Information supplied ->
_ _ _ _ _ _ _

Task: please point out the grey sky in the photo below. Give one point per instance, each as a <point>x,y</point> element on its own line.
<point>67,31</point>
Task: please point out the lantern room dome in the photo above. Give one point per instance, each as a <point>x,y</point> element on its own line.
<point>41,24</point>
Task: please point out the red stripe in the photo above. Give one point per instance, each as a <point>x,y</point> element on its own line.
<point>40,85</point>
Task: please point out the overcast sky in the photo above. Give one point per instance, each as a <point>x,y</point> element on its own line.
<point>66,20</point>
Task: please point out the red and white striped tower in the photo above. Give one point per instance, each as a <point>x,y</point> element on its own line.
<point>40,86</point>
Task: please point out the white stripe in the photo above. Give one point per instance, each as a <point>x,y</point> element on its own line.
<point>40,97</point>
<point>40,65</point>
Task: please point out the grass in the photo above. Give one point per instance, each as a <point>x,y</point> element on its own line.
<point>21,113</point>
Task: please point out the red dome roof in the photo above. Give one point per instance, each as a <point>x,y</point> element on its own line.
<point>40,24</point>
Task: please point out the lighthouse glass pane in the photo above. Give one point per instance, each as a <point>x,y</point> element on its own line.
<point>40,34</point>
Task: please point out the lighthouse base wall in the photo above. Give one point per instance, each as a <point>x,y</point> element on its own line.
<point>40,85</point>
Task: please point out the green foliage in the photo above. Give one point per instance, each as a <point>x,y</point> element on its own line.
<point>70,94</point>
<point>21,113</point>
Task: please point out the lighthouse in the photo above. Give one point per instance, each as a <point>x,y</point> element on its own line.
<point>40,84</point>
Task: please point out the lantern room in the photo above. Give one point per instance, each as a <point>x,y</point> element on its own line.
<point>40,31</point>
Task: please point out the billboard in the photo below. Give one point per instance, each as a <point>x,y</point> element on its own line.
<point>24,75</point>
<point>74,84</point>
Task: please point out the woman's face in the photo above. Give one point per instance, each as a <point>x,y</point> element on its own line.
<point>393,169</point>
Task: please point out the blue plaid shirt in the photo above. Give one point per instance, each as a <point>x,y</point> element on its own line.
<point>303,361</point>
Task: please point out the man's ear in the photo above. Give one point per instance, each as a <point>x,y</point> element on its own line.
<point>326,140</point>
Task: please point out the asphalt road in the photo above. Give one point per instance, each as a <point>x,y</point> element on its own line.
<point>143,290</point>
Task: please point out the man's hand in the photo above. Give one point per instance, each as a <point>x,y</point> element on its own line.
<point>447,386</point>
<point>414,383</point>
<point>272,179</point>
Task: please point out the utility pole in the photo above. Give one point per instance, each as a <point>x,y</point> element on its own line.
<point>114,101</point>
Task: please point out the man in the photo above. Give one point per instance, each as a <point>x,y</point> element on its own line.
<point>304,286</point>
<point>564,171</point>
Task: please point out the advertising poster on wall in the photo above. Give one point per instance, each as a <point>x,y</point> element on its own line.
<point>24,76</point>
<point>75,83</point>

_ _ _ _ _ _ _

What is required -> All entries must be printed exactly, with nothing omitted.

Answer box ->
Task: please point out the grey sky in the photo below. Give one point per instance, each as a <point>x,y</point> element on its own line.
<point>67,31</point>
Task: please point out the lantern room dome in the photo above. Give one point per instance, each as a <point>x,y</point> element on its own line.
<point>41,24</point>
Task: please point out the red stripe in the photo above. Give one point per instance, each as a <point>x,y</point> element on its own line.
<point>40,85</point>
Task: please point out the overcast sky in the photo above. Give one point per instance, each as a <point>x,y</point> element on its own line.
<point>66,20</point>
Task: please point out the red and white striped tower in the photo above. Give one point per instance, each as a <point>x,y</point> element on its own line.
<point>40,86</point>
Task: please point out the white stripe in the photo above. Give one point per instance, each as a <point>x,y</point> element on its own line.
<point>40,97</point>
<point>40,65</point>
Task: please point out the grass in the photo above. Give one point per instance, each as a <point>x,y</point> element on its own line.
<point>21,113</point>
Task: please point out the red dome roof in the photo above. Give one point per instance, each as a <point>x,y</point> element on its own line.
<point>40,24</point>
Task: please point out the lighthouse glass pane in the photo above. Give one point per instance, each as a <point>x,y</point> element on its own line.
<point>40,34</point>
Task: please point out the lighthouse base wall in the photo above. Give one point per instance, each as a <point>x,y</point> element on its own line.
<point>40,85</point>
Task: please point out the green foliage in the photo above. Give one point per instance, each as a <point>x,y</point> element on its own line.
<point>70,94</point>
<point>21,113</point>
Task: please point out the lighthouse in the photo above. Give one point per instance, each as a <point>x,y</point> element on its own line.
<point>40,84</point>
Task: please point out the lantern room in the photo above. Give one point per instance, each as a <point>x,y</point> element on its own line.
<point>40,31</point>
Task: please point out the billboard in the photo below. Give one point per instance, each as a <point>x,y</point> element on its own line.
<point>24,75</point>
<point>74,84</point>
Task: please point out the woman's face in the photo above. Give one point per instance, each as a <point>x,y</point> element on its own line.
<point>393,169</point>
Task: please point out the blue plaid shirt in the photo above. Give one point per instance, each as a <point>x,y</point> element on its own line.
<point>303,361</point>
Task: please point out the man's ear in the photo above. Give one point per instance, each as a <point>x,y</point> element on its own line.
<point>326,140</point>
Task: please point out the asphalt road in the photo above. Give one point per instance, each as a <point>x,y</point> element on its own line.
<point>143,290</point>
Task: please point out the man's hand in the photo above. Give one point per instance, each as a <point>x,y</point> element on its own line.
<point>447,386</point>
<point>414,383</point>
<point>272,179</point>
Task: please point out the utility pole in the photo above. Give one point per instance, each as a <point>x,y</point> element on its own line.
<point>114,101</point>
Task: please point out the man in the photo above. Give one point per instance, each as a <point>x,y</point> element on its own line.
<point>304,286</point>
<point>564,171</point>
Task: please point out the advertising poster on wall in the photo above. Give one point per instance, each as a <point>x,y</point> element on its own line.
<point>24,76</point>
<point>75,83</point>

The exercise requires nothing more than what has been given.